→ **DIRECTIONS FOR THIS TASK**:
Which lines in the material below contain the string "prosciutto"? Report each of them in full.

################

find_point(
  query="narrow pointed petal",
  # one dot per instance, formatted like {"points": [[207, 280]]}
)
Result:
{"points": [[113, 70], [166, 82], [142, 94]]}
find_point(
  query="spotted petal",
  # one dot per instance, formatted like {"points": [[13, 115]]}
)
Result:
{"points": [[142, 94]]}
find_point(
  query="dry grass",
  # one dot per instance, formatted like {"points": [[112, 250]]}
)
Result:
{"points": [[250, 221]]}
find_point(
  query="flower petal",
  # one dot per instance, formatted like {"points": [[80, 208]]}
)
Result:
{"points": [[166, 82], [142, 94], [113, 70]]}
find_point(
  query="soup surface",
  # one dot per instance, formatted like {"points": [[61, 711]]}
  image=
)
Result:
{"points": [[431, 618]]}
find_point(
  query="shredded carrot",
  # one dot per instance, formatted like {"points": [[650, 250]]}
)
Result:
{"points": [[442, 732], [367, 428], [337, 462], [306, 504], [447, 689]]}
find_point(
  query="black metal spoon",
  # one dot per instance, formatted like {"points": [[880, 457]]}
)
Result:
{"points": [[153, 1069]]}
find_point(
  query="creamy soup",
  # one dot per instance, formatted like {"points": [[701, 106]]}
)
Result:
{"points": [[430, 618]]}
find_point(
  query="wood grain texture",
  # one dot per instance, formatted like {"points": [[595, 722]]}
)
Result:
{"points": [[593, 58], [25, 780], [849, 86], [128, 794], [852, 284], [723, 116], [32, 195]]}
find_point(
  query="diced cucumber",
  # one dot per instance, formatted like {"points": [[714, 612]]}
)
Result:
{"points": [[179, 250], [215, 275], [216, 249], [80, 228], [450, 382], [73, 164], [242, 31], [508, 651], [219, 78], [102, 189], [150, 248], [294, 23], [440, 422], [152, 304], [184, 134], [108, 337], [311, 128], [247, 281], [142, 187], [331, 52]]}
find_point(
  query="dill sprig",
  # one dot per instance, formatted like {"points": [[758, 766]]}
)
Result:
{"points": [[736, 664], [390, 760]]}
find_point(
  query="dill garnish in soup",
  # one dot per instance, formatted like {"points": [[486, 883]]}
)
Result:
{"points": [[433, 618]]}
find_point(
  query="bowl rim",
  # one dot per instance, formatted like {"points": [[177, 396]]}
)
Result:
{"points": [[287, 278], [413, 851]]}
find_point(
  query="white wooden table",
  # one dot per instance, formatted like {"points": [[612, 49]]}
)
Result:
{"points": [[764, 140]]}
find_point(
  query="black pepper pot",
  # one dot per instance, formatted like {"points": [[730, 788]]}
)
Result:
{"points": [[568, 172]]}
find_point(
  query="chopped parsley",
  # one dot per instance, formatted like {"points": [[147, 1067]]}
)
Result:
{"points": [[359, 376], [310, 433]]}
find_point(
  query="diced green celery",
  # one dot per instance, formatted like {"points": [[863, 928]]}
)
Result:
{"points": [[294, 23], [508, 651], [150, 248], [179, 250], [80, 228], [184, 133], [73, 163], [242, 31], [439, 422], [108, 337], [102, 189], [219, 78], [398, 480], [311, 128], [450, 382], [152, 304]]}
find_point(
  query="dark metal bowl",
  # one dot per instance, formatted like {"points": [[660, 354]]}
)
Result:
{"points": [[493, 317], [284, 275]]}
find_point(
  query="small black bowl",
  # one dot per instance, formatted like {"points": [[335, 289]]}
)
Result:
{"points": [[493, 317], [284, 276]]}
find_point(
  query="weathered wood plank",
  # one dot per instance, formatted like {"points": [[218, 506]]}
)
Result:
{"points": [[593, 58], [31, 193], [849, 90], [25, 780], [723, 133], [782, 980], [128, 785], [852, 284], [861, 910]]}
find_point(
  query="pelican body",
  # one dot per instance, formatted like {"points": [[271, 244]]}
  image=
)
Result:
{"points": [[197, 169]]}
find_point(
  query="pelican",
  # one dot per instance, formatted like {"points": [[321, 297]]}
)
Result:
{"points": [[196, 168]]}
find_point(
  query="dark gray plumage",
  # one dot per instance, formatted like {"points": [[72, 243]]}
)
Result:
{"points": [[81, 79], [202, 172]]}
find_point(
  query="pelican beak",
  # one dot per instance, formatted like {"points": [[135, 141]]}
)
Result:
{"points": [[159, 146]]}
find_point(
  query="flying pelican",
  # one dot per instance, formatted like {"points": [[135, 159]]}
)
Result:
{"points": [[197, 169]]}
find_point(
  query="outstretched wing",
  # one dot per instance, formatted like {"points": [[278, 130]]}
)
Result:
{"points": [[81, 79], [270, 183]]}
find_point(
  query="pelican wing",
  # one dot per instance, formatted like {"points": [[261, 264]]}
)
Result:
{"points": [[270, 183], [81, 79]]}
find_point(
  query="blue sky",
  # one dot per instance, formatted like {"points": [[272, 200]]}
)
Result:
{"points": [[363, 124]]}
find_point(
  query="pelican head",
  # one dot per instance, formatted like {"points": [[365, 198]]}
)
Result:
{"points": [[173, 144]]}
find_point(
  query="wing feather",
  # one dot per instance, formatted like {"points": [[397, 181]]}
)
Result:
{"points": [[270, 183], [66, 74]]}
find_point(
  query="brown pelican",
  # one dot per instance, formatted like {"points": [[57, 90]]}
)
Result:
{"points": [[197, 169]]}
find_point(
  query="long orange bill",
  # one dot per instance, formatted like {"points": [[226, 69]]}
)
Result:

################

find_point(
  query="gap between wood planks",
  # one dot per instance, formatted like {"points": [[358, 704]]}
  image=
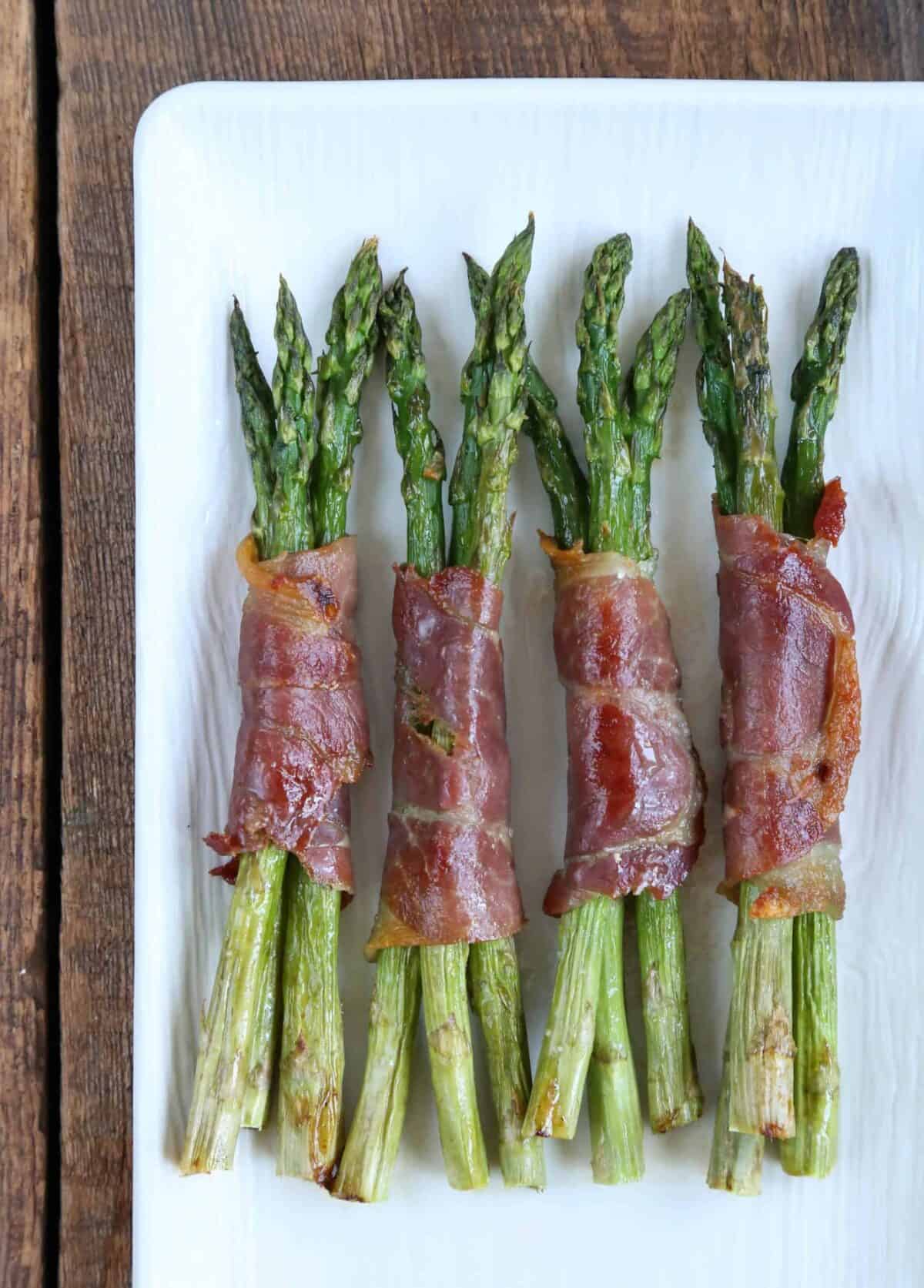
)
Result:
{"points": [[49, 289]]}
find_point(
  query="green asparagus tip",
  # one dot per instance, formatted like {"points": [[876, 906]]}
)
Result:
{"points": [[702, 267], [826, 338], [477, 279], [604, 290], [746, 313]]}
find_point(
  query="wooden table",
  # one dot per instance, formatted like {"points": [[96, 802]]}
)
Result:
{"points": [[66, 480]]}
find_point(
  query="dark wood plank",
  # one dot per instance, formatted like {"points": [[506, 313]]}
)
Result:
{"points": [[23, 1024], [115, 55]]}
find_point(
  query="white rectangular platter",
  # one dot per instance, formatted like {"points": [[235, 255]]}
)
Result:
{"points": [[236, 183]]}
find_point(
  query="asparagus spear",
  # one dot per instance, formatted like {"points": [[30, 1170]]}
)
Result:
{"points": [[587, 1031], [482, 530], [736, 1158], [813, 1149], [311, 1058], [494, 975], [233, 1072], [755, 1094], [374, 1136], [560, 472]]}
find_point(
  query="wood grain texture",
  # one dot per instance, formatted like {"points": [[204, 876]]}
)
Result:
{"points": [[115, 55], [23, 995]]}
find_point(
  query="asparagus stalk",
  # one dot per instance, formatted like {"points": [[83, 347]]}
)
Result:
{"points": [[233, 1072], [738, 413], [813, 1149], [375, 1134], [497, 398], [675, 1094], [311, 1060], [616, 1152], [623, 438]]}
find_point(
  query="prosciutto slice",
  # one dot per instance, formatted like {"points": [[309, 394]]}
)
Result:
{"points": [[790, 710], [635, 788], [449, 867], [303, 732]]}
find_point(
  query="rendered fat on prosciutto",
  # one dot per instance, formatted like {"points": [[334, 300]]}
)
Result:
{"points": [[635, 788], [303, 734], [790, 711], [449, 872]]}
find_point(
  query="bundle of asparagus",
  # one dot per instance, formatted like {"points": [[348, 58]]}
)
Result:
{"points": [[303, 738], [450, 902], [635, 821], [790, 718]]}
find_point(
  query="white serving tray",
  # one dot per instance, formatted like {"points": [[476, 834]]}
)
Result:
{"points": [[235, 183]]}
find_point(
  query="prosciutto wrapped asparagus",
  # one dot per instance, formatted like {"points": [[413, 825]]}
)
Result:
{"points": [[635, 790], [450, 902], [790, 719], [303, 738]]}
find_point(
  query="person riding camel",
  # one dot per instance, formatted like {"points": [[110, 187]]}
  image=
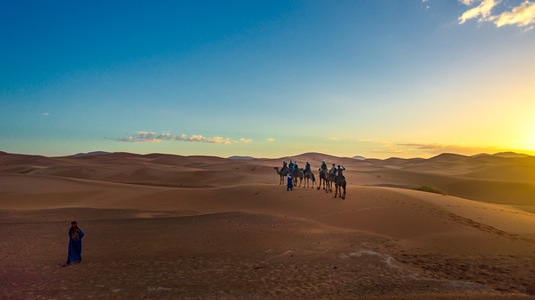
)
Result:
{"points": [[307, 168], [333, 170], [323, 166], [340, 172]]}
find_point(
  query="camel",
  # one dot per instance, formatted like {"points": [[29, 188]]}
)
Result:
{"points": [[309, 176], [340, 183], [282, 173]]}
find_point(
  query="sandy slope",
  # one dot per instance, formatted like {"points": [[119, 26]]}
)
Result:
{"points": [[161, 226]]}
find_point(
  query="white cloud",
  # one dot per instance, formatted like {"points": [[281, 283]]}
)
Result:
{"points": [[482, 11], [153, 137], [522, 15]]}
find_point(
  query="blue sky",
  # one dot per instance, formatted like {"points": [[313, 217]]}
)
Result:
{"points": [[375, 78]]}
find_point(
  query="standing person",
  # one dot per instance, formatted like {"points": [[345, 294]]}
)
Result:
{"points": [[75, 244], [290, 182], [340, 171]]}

################

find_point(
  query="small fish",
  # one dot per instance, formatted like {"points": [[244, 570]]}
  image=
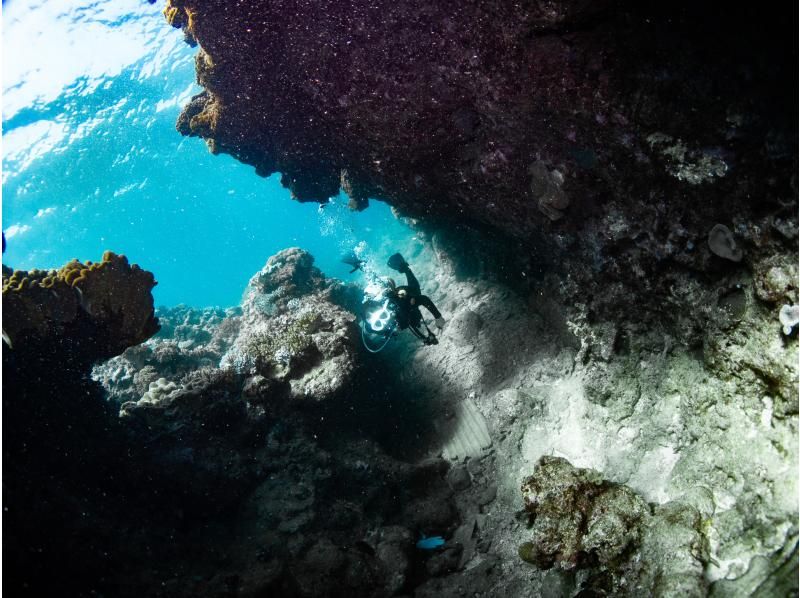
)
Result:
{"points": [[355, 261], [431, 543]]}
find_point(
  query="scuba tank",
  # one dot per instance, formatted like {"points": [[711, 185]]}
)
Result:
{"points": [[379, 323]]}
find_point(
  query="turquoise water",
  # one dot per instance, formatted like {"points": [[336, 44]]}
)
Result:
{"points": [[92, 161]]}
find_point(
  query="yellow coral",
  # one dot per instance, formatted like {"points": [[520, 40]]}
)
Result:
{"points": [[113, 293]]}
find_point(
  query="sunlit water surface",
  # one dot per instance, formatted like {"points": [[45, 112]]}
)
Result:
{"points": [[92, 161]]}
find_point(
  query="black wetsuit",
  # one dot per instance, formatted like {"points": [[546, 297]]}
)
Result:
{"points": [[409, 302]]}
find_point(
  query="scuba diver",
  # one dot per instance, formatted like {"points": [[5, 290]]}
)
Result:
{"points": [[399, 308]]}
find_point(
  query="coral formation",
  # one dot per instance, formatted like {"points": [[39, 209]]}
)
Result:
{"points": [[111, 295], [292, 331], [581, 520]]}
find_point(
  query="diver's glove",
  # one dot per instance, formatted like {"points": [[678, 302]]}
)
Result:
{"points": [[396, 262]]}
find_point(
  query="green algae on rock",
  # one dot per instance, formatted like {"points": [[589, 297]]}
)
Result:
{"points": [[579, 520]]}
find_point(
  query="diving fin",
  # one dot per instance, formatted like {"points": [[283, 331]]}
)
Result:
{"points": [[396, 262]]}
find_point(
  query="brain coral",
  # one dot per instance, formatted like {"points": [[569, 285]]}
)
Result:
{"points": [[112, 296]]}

################

→ **OUTPUT BELOW**:
  query="prosciutto slice",
  query="rendered fat on prosciutto",
  query="prosciutto wrapped asparagus",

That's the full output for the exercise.